--- Start of Document extract ---
In [30]:
# Loading library
from functools import reduce
from pyspark.sql import SparkSession, DataFrame, functions as F
from pyspark.sql.types import DoubleType, StringType, IntegerType
import zipfile
import os

# Create a Spark Session
spark = (
    SparkSession.builder.appName("ETL Pipeline")
    .config("spark.sql.repl.eagerEval.enabled", True)
    .config("spark.sql.parquet.cacheMetadata", "true")
    .config("spark.sql.session.timeZone", "Etc/UTC")
    .config("spark.driver.memory", "4g")
    .config("spark.execturo.memory", "2g")
    .getOrCreate()
)

# Extract

As we can't use `urlretrive` to get the data from Canvas, please download it to your local machine and move it `data/tables`. Then run the code below to unzip the files

In [None]:
# Assign data path
raw_path = "../data"
--- End of Document extract ---
## What you will do
**1.** In the ETL pipeline notebook, what time zone is set for the Spark session?
**2.** Extend the ETL pipeline notebook past its final line.
--- Start of Data extract ---
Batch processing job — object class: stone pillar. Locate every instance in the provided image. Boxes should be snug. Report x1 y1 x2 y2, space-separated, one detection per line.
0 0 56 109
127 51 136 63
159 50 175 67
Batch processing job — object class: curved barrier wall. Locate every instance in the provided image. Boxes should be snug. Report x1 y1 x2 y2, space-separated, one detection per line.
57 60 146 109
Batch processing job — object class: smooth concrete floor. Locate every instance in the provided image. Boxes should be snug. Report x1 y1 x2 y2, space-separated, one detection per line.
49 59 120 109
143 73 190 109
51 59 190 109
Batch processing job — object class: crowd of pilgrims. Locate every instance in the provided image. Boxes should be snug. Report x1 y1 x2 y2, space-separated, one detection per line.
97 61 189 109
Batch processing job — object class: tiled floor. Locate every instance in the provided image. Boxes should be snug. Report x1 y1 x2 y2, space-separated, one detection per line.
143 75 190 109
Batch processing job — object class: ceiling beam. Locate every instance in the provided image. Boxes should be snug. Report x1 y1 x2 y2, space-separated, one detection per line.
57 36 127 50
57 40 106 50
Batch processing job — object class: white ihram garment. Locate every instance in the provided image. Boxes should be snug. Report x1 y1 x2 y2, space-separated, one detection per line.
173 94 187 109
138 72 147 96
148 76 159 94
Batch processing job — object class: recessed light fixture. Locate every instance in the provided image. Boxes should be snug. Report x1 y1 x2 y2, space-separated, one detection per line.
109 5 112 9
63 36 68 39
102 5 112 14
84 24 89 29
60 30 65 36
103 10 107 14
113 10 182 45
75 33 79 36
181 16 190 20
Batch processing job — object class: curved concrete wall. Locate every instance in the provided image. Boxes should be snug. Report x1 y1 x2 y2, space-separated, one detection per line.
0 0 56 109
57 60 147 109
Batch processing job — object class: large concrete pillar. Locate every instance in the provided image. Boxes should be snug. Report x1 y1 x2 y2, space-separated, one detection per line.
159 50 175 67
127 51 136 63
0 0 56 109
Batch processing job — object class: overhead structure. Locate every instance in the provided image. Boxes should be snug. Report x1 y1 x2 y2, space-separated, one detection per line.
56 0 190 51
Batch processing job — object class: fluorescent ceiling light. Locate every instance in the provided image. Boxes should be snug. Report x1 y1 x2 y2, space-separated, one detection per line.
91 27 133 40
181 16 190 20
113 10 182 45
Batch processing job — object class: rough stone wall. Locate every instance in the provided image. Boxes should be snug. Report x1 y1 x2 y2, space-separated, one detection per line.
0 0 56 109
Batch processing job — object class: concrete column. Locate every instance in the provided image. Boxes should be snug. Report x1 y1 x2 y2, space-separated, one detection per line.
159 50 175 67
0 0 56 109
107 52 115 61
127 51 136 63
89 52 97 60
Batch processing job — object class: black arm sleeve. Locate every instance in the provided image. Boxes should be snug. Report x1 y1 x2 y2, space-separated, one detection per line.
--- End of Data extract ---
## Final results
**1.** Etc/UTC

**2.**
for file in os.listdir(f"{raw_path}/tables"):
    if file == ".gitkeep":
        continue
    with zipfile.ZipFile(f"{raw_path}/tables/{file}", "r") as zip_ref:
        zip_ref.extractall(f"{raw_path}/")
    os.remove(f"{raw_path}/tables/{file}")

# Transform

The system use `user_id` as a key for identifying customer in transactions record and fraud probability tables. However, they also have a key-value map of `user_id` and `consumer_id`. We will use `consumer_id` as the only ID for customer. Thus, we will map `user_id` from each table to `consumer_id` and drop the former.

In [5]:
def replace_id(map_df, target_df):
    mapped_df = target_df.join(map_df, on="user_id", how="inner")
    mapped_df = mapped_df.drop('user_id')
    
    return mapped_df

In [6]:
# Load consumer info - a key : value map for user_id to consumer_id
consumer_info = spark.read.parquet(f"{raw_path}/tables/consumer_user_details.parquet")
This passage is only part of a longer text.